WHAT IS REQUIRED: Return precisely the opening lines of the listing below, ending with the line that contains "Locate the person standing".

EXERCISE DATA:
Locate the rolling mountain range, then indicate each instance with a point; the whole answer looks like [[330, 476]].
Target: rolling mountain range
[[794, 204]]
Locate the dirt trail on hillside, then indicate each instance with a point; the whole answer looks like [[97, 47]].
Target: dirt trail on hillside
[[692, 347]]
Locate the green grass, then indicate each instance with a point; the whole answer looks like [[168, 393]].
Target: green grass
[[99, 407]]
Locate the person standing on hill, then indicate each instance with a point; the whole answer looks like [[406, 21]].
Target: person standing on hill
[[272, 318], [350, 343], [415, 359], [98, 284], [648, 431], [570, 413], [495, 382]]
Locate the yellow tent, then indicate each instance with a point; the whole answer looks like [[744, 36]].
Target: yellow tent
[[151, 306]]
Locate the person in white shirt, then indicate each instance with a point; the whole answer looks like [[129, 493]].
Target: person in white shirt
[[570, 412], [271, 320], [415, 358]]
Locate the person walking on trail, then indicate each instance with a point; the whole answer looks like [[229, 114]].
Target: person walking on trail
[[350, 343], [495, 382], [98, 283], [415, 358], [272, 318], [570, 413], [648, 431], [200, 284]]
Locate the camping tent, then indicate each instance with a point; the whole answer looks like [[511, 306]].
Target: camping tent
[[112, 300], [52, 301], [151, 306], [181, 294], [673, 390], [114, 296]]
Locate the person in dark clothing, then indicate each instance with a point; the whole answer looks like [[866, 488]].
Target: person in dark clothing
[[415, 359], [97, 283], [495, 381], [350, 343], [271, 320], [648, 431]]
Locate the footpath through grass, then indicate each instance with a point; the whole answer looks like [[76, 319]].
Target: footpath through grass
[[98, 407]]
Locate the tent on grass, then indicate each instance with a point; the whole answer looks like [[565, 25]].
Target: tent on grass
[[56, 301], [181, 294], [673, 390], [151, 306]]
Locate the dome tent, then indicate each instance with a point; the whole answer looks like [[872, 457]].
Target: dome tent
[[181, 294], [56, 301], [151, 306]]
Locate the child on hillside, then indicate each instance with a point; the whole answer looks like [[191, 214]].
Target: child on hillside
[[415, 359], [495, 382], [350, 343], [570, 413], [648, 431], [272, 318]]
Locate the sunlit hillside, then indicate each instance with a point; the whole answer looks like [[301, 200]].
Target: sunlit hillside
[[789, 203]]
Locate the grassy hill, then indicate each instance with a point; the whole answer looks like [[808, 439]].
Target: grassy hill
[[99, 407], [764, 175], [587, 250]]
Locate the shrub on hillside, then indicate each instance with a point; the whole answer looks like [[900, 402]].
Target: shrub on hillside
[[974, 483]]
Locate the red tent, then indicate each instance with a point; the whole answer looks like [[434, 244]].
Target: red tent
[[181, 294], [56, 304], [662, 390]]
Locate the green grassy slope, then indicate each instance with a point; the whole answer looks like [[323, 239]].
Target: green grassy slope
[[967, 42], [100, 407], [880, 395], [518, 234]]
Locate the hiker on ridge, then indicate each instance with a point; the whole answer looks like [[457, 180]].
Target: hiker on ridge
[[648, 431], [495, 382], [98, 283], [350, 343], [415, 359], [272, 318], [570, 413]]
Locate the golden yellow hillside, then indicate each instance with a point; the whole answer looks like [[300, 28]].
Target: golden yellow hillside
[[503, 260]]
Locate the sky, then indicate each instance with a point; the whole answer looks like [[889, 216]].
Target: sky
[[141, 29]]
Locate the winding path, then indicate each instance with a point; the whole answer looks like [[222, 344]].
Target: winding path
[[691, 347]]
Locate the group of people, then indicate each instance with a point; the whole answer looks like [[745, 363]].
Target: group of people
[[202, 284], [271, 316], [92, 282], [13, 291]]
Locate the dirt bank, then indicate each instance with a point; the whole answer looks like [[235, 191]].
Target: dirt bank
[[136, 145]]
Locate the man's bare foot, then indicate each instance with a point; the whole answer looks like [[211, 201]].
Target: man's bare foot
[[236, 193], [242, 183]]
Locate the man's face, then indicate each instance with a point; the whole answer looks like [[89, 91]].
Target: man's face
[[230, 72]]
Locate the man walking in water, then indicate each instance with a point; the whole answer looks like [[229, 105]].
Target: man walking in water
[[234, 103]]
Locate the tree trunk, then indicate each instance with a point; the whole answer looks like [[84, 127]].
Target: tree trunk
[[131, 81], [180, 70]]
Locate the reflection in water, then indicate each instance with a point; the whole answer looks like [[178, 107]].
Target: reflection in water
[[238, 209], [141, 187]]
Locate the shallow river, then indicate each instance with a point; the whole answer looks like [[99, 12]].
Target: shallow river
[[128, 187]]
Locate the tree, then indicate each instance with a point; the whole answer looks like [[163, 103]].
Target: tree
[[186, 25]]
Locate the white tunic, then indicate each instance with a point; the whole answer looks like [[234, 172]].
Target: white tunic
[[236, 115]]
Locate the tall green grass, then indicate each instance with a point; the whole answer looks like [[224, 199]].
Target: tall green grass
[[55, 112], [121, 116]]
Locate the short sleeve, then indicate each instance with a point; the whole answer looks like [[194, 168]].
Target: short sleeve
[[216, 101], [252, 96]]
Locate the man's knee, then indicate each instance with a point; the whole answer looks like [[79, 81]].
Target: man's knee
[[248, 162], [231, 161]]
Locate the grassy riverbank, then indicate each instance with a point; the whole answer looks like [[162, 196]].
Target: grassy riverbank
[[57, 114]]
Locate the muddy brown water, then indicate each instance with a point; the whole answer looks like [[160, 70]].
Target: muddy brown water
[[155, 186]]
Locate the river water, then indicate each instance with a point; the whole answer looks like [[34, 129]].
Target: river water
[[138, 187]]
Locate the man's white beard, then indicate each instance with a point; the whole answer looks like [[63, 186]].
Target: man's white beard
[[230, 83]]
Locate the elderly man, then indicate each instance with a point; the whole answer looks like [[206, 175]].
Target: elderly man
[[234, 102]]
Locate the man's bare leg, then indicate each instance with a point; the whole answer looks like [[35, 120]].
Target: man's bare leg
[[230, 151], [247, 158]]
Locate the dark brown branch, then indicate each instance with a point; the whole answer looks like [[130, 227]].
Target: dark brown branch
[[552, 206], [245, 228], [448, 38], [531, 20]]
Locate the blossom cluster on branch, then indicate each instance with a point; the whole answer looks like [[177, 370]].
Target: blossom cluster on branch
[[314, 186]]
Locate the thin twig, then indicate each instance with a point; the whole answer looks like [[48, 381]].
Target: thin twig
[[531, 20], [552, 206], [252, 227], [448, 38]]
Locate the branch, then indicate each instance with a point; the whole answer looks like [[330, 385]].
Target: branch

TASK OUTPUT:
Locate the rolling mountain range, then indicate each instance with a point; the whole answer looks like [[330, 476]].
Target: rolling mountain range
[[794, 204]]
Locate the dirt trail on hillside, then indicate each instance with a point; the whole answer looks like [[97, 47]].
Target: dirt trail on hillside
[[692, 347]]
Locate the green grass, then indicate each instance with a point; the whole answer looks like [[168, 393]].
Target: green grass
[[99, 407]]
Locate the person standing on hill, then indicate each instance with a point; the whole answer looks like [[406, 21]].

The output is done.